* [Aim of the task]
Go to the line that contains "TARGET: banana bunch" and extract it along with every line after it, exactly, through the end of the data below.

Start Records shown

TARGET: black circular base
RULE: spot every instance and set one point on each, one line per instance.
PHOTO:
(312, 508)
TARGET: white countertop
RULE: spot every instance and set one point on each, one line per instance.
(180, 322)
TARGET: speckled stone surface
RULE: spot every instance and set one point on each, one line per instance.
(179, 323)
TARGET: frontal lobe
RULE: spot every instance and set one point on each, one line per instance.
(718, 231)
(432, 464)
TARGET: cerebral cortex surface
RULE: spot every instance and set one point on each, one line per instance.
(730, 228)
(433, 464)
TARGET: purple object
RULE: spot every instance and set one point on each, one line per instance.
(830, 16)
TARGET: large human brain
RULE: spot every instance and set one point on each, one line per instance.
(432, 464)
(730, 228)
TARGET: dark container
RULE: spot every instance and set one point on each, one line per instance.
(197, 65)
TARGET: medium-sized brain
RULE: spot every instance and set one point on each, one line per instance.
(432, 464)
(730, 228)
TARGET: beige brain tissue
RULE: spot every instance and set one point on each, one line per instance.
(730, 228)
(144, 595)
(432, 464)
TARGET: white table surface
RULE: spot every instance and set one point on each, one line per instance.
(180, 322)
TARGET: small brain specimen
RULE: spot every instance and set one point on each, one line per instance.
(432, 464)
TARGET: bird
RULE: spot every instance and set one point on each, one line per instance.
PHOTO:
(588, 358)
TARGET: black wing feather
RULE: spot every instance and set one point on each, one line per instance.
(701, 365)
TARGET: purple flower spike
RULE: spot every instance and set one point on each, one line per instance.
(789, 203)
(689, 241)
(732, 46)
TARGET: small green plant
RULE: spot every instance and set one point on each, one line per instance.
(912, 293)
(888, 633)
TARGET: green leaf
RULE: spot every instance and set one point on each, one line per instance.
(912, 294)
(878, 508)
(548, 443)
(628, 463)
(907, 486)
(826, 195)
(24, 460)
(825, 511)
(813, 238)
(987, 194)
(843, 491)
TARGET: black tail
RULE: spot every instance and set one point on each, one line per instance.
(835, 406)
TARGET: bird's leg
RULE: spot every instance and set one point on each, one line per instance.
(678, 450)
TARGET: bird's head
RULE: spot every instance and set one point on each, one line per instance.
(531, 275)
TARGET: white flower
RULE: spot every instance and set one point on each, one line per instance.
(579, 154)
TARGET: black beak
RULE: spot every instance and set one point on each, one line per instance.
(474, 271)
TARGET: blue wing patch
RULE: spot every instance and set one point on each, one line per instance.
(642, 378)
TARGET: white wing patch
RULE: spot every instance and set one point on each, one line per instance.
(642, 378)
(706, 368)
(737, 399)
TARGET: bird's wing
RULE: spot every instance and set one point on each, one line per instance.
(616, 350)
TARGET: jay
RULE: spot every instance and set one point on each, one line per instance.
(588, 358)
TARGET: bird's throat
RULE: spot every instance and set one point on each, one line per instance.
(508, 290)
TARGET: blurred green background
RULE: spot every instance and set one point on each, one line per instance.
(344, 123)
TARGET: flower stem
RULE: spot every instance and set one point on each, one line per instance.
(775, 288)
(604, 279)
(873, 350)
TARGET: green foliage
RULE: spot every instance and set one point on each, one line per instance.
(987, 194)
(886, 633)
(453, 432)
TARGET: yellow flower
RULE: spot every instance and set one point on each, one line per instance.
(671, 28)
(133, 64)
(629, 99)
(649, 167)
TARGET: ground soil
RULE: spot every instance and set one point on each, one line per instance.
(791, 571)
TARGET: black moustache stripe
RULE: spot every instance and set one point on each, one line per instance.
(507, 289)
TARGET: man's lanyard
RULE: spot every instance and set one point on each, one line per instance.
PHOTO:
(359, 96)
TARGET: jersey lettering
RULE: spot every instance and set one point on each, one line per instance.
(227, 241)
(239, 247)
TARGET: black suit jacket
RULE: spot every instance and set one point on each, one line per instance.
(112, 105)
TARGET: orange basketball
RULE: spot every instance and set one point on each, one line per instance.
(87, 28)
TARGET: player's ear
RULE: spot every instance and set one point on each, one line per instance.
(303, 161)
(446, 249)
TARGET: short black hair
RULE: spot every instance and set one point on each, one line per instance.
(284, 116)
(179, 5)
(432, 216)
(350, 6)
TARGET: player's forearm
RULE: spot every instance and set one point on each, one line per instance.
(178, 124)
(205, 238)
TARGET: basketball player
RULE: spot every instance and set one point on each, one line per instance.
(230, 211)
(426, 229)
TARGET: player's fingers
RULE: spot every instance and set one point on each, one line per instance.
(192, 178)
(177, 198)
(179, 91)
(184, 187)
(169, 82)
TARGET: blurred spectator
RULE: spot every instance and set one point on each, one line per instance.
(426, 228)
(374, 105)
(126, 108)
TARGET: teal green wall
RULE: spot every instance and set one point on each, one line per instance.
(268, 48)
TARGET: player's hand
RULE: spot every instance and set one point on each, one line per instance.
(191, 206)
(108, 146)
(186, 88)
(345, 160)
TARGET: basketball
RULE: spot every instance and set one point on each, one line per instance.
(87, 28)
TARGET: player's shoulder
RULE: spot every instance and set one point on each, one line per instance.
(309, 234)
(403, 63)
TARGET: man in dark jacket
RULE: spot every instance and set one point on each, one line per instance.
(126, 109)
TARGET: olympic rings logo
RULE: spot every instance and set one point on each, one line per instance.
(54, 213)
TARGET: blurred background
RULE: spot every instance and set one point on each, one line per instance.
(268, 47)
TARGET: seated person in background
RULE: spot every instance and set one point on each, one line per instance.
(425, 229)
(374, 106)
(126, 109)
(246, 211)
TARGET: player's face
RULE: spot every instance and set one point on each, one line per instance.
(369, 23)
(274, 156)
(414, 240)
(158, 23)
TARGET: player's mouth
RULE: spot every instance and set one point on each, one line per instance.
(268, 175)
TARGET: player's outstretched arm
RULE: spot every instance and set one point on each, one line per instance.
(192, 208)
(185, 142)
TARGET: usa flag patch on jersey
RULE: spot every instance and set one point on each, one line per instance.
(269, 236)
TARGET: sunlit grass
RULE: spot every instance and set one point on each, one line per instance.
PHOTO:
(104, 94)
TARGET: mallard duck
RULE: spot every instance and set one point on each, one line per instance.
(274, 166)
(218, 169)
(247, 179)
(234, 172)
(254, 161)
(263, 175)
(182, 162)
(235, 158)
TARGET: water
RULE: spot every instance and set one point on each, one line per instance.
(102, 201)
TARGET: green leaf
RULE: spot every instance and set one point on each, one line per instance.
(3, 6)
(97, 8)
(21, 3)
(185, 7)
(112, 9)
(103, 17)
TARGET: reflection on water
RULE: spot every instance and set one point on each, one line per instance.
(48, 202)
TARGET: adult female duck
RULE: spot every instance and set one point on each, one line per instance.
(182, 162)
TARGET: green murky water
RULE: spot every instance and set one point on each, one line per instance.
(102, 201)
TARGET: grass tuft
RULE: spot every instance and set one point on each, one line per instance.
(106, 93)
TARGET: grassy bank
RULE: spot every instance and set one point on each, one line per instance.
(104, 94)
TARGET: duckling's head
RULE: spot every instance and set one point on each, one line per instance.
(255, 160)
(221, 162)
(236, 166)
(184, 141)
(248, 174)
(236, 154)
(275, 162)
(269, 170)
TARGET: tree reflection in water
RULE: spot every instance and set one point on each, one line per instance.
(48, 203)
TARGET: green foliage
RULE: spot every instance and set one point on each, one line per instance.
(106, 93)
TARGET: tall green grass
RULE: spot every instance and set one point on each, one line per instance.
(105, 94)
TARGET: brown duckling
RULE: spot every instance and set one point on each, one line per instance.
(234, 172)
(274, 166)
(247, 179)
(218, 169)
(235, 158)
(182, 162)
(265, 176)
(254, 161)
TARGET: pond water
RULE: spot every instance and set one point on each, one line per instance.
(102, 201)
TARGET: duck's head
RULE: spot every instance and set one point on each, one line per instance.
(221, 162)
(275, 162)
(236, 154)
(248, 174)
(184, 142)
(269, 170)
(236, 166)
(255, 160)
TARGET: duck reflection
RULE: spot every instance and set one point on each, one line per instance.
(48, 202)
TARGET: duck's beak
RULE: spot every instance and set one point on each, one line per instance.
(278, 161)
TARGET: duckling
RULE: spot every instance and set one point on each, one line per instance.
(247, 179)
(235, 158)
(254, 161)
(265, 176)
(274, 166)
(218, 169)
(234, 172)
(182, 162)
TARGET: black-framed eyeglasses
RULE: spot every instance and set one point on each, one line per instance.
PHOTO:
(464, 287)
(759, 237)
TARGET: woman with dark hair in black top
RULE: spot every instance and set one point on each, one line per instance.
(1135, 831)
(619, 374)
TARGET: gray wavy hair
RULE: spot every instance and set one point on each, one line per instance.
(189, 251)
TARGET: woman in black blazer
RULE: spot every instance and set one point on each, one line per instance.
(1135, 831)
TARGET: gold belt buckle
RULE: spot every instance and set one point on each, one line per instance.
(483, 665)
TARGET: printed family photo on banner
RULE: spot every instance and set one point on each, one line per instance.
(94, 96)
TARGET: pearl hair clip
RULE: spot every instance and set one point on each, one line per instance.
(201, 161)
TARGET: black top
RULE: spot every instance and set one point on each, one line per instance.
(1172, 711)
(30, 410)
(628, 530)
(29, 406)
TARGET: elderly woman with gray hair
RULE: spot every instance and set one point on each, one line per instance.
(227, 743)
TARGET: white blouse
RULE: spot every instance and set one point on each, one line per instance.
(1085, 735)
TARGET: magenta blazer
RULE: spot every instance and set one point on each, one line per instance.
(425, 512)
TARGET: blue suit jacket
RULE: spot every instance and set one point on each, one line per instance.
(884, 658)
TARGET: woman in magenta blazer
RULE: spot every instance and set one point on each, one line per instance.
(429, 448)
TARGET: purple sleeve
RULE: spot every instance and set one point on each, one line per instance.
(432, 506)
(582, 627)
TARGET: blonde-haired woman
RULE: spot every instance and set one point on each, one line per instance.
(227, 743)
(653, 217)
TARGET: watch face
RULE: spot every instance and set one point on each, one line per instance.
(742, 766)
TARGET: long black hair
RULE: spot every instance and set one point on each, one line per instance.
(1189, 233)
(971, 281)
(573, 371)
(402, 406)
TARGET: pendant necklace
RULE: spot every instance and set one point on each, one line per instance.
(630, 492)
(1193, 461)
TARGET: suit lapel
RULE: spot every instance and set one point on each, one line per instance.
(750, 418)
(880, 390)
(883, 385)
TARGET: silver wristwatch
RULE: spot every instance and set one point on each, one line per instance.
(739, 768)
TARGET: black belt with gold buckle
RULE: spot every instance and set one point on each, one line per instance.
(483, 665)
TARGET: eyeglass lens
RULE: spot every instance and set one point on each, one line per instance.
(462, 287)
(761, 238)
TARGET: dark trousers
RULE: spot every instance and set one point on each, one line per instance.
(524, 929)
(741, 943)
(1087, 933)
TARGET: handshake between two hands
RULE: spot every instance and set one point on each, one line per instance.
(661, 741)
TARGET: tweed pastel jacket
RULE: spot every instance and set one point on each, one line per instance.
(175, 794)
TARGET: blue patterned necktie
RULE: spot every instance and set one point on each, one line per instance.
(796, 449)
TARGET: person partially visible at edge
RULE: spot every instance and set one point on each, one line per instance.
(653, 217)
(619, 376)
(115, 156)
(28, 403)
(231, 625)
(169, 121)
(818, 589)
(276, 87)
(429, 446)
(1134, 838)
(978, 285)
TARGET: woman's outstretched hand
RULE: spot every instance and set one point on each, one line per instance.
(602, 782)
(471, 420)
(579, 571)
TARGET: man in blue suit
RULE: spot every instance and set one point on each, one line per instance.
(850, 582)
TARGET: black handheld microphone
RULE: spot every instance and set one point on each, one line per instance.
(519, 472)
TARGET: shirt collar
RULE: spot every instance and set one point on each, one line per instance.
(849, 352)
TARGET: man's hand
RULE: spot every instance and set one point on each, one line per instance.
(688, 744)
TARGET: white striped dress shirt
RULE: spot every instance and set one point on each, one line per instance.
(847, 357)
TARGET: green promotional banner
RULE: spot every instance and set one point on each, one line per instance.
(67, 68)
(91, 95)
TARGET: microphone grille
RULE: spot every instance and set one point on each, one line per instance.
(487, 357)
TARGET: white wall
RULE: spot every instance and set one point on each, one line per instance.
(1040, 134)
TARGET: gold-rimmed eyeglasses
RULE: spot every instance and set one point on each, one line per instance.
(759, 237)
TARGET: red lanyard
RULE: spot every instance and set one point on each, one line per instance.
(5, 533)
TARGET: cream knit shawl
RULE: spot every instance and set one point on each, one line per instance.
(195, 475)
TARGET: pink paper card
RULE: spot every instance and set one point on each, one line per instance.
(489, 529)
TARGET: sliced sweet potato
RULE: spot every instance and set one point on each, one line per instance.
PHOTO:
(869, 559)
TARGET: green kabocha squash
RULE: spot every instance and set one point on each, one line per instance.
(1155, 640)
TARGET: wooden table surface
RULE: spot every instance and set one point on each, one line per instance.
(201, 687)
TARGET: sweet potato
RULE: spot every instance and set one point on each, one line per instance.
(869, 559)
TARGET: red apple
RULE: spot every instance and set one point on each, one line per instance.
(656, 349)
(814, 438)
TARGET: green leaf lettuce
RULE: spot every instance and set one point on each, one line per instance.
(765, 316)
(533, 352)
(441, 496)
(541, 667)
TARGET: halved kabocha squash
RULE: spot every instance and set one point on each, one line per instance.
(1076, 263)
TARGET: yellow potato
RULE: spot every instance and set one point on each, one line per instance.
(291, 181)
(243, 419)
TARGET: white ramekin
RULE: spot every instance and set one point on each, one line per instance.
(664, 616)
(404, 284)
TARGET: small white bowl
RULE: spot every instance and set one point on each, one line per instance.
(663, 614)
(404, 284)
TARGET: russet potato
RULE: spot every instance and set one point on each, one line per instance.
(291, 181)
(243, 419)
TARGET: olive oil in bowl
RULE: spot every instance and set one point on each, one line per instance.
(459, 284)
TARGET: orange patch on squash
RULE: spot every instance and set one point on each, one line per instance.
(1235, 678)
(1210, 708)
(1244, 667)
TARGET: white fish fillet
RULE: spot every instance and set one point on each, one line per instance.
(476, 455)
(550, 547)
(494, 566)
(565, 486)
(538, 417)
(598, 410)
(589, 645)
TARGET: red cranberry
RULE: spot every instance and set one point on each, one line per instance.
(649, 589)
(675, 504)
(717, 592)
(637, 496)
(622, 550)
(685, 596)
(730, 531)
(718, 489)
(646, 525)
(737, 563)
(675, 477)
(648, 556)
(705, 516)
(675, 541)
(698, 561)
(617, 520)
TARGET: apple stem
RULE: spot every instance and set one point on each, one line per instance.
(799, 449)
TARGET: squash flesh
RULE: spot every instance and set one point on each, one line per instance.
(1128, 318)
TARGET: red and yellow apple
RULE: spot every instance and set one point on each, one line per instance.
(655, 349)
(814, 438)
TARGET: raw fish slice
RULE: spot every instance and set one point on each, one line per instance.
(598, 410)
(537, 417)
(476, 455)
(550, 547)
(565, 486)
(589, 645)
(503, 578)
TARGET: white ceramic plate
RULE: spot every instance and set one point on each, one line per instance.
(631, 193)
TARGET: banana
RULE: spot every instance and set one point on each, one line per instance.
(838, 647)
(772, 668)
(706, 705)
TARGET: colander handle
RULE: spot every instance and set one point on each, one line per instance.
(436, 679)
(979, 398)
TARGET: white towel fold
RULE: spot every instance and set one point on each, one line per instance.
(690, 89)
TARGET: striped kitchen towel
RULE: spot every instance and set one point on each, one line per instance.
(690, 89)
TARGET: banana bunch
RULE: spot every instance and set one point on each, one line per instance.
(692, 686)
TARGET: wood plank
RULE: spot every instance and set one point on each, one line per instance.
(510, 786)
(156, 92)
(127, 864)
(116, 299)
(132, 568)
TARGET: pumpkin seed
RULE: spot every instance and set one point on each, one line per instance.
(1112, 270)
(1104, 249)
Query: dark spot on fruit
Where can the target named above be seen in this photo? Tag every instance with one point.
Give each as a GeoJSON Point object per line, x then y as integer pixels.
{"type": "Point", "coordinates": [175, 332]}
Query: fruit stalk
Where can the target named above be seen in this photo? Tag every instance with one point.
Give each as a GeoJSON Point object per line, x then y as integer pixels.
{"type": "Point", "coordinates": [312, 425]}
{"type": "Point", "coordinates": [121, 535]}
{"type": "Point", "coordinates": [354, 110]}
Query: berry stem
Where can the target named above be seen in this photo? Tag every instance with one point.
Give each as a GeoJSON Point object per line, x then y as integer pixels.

End Records shown

* [The output]
TARGET: banana bunch
RULE: spot every instance and set one point on each, one line per instance.
(692, 686)
TARGET: wood plank
RULE: spot every instance and set one point on each, one line per instance.
(510, 786)
(156, 92)
(127, 864)
(116, 299)
(132, 568)
TARGET: pumpkin seed
RULE: spot every instance and set one point on each, one line per instance.
(1112, 270)
(1104, 249)
Query: dark spot on fruit
Where can the target named above be seen in this photo? Tag every instance with one point.
Give each as a GeoJSON Point object per line, x then y as integer pixels.
{"type": "Point", "coordinates": [175, 332]}
Query: fruit stalk
Where can the target named above be seen in this photo? Tag every instance with one point.
Give each as a GeoJSON Point object per line, x then y as integer pixels.
{"type": "Point", "coordinates": [312, 425]}
{"type": "Point", "coordinates": [121, 535]}
{"type": "Point", "coordinates": [354, 110]}
Query: berry stem
Where can the target named above be seen in this photo? Tag every instance with one point.
Give each as a GeoJSON Point object per line, x then y as integer pixels.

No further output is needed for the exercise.